**REQUIREMENTS**
**a.** In the forum post about audio artifacts, what sample rate is used in place of the native one?
**b.** Please retype everything in the forum post about audio artifacts from "In this same" down to "samplesRecorded >= adjustLatency)".

**EXTRACT TO READ**

──────────

Audio artifacts when playing audio generated via code

Hello.

I’m working on recording voice from a microphone for further transmission over the network and playback. For this I use lock/unlock.

In the script recording the voice I use everything from the Start method from the example on recording the voice. The only thing I change here is the sample rate and set it to 16000 instead of the native one.

In this same example, the Update method uses a script to play the audio and compensate for the latency. I noticed that if you don’t play the audio with a delay, then the audio may have artifacts, but I don’t need to play this audio, only extract the PCM data. So the question is:

  1. if I need this audio only for extracting samples, do I need to wait for the delay to get rid of the artifacts;
  2. do i need use a latency compensator that speeds up/slows down the playback rate (as far as I understand no because it works exclusively for the channel, which is only needed for correct listening the sound, but I don’t need to listen to this particular sound).
Play Sound with Latency
if (!channel.hasHandle() && samplesRecorded >= adjustLatency)

──────────

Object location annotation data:
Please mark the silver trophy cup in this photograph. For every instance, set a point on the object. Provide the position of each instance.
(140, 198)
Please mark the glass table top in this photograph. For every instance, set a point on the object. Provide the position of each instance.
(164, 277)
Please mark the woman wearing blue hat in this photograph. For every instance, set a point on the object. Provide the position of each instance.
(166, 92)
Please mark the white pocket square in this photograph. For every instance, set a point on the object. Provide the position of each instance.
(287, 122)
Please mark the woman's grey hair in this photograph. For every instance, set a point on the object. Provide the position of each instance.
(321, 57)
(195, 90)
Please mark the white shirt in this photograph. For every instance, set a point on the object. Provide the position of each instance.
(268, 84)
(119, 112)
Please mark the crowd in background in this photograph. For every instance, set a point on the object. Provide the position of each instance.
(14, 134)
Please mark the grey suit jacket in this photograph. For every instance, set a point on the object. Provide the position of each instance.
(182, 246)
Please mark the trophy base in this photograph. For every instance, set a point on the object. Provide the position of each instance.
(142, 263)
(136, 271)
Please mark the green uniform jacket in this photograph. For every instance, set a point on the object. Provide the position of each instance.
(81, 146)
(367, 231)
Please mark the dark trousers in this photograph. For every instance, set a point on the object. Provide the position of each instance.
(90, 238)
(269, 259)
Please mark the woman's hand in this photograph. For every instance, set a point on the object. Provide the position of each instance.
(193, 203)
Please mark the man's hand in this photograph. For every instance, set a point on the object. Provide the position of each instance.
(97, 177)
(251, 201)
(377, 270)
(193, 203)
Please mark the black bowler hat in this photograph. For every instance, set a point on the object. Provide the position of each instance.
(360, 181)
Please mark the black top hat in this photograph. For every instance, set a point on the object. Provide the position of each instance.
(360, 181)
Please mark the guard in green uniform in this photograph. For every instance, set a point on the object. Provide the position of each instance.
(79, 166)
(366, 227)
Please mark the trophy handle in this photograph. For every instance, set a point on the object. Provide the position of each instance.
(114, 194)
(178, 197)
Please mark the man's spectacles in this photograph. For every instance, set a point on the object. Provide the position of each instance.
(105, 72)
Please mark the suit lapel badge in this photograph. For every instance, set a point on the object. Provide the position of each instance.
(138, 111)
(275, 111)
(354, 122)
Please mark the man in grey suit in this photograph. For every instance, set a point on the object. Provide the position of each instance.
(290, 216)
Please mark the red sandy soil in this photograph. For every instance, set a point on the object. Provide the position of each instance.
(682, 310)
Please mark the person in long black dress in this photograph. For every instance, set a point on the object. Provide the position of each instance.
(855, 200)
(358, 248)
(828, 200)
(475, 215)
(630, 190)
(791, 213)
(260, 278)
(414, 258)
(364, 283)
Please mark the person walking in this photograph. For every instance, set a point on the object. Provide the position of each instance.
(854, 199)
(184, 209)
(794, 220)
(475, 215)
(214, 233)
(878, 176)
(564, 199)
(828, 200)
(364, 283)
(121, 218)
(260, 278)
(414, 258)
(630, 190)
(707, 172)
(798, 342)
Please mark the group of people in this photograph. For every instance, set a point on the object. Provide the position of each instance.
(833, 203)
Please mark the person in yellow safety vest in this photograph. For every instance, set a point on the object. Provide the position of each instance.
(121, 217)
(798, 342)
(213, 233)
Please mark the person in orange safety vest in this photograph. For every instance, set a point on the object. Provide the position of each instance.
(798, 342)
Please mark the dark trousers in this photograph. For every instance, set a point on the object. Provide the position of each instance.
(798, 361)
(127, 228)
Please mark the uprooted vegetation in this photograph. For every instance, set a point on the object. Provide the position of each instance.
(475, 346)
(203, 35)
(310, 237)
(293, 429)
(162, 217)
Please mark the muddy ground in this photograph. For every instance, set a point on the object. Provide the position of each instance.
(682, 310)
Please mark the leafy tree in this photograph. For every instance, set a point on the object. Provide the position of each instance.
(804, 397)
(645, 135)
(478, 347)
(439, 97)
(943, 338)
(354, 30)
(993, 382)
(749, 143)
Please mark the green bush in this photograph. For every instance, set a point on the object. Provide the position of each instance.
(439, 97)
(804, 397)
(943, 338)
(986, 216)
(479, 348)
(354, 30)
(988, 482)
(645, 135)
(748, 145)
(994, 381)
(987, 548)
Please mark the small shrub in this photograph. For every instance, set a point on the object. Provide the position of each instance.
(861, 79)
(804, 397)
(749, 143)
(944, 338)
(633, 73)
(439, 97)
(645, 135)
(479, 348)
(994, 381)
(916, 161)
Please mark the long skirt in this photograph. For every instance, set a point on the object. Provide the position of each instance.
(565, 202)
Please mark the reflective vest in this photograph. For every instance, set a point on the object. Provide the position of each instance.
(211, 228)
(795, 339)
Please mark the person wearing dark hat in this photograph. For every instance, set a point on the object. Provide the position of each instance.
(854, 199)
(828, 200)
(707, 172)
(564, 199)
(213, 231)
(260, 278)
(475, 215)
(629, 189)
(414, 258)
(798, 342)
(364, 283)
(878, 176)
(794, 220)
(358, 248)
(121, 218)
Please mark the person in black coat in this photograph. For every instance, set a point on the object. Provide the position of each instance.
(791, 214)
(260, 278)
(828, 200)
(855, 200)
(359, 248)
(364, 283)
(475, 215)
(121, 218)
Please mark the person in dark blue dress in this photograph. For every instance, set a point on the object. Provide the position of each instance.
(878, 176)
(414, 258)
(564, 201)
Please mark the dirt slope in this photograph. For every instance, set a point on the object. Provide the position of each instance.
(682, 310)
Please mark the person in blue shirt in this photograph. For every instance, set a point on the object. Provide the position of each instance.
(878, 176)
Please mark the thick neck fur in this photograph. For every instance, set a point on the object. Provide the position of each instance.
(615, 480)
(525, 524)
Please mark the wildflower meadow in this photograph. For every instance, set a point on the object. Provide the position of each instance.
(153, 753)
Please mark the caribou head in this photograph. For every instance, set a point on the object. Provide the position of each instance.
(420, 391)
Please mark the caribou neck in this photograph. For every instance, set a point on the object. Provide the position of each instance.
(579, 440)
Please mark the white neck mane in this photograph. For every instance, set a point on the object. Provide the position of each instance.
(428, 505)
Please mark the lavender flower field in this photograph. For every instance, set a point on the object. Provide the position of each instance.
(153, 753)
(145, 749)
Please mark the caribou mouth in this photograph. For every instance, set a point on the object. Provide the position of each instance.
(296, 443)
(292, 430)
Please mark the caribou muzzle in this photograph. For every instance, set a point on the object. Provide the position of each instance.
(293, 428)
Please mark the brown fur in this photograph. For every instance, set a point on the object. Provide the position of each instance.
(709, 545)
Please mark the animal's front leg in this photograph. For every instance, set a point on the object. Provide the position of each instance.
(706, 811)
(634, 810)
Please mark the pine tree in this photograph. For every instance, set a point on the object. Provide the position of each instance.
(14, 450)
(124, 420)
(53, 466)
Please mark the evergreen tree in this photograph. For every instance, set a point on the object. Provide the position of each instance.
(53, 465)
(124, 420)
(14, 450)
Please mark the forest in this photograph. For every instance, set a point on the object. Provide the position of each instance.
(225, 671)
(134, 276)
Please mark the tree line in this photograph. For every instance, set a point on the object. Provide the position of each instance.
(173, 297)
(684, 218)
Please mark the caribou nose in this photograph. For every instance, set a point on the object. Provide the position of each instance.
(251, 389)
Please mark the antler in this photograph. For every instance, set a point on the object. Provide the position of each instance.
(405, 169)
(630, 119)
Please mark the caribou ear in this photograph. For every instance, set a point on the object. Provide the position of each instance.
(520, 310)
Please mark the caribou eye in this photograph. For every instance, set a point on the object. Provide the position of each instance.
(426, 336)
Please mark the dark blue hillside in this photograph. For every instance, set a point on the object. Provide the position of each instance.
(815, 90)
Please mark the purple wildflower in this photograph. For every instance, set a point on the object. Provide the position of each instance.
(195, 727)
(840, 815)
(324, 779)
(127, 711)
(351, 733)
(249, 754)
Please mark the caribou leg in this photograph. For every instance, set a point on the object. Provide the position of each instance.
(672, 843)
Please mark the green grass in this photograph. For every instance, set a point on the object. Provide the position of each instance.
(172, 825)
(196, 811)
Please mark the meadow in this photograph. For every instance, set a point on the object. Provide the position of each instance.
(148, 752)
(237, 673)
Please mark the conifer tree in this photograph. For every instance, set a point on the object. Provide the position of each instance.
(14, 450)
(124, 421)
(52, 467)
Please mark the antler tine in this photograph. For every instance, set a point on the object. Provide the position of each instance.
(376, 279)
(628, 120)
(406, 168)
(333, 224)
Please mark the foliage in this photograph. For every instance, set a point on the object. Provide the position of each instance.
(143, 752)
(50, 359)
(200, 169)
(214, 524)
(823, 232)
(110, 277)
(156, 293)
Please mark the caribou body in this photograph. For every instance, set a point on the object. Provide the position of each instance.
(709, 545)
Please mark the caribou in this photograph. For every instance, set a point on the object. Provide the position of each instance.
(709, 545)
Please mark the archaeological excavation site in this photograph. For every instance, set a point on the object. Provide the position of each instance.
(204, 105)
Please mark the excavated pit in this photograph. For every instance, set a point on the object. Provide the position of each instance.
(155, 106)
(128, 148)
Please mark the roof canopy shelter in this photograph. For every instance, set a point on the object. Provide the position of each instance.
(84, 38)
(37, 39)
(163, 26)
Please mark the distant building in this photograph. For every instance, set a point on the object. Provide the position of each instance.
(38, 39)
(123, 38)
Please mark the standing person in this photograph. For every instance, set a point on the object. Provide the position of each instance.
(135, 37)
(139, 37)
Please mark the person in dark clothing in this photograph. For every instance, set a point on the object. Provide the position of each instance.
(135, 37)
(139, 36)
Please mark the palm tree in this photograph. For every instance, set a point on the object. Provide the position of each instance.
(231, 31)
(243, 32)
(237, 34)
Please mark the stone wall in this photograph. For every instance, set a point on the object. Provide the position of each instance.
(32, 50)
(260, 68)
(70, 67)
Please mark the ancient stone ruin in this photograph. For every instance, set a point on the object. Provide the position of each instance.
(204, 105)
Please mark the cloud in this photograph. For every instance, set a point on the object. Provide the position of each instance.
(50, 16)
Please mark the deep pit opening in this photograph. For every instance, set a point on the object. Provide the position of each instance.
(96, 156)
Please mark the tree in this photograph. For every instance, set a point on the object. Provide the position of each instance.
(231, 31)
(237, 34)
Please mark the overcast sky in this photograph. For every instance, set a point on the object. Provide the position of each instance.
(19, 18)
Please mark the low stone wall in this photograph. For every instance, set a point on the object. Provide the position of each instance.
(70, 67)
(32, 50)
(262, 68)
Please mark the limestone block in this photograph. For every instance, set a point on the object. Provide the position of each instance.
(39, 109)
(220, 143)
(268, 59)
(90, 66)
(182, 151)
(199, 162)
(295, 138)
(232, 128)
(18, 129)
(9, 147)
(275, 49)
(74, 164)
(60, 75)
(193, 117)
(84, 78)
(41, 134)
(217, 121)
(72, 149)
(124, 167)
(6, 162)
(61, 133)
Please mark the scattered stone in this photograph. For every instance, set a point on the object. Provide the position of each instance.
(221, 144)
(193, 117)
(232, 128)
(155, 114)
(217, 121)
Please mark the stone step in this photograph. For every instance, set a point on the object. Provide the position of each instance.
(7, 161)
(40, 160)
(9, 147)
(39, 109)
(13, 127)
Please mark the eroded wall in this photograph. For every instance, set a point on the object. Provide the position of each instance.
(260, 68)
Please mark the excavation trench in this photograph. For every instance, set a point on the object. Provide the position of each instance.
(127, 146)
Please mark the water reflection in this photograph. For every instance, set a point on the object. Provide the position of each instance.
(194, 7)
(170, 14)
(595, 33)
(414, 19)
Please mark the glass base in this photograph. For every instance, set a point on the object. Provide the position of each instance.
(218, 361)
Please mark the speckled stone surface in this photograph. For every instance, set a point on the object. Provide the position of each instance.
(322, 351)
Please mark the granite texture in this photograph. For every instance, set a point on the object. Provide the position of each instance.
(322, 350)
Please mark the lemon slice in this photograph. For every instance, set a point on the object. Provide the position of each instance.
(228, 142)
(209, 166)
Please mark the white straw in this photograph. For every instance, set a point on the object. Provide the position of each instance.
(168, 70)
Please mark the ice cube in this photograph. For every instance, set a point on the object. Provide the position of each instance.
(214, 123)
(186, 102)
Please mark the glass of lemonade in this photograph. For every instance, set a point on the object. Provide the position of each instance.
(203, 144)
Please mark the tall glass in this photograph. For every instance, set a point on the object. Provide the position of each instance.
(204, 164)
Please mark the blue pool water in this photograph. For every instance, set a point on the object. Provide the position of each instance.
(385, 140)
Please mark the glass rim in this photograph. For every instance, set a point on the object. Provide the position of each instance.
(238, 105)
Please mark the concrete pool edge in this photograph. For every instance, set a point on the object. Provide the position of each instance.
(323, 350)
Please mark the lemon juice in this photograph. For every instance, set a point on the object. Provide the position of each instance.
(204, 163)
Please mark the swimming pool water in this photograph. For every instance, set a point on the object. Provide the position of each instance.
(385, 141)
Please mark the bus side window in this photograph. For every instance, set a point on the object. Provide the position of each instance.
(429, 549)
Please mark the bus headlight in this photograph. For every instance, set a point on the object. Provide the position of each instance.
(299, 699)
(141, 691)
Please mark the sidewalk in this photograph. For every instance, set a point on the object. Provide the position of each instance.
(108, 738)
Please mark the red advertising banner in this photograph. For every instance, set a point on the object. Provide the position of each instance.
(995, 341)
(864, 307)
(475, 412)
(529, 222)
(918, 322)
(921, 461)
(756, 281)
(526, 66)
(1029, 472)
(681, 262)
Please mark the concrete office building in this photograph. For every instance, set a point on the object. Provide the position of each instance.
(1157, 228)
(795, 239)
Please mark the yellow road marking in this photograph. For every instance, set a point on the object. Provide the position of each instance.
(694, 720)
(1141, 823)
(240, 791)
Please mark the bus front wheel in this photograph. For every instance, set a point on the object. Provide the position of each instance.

──────────

**EXERCISE ANSWERS**
**a.** 16000

**b.**
In this same example, the Update method uses a script to play the audio and compensate for the latency. I noticed that if you don’t play the audio with a delay, then the audio may have artifacts, but I don’t need to play this audio, only extract the PCM data. So the question is:

  1. if I need this audio only for extracting samples, do I need to wait for the delay to get rid of the artifacts;
  2. do i need use a latency compensator that speeds up/slows down the playback rate (as far as I understand no because it works exclusively for the channel, which is only needed for correct listening the sound, but I don’t need to listen to this particular sound).
Play Sound with Latency
if (!channel.hasHandle() && samplesRecorded >= adjustLatency)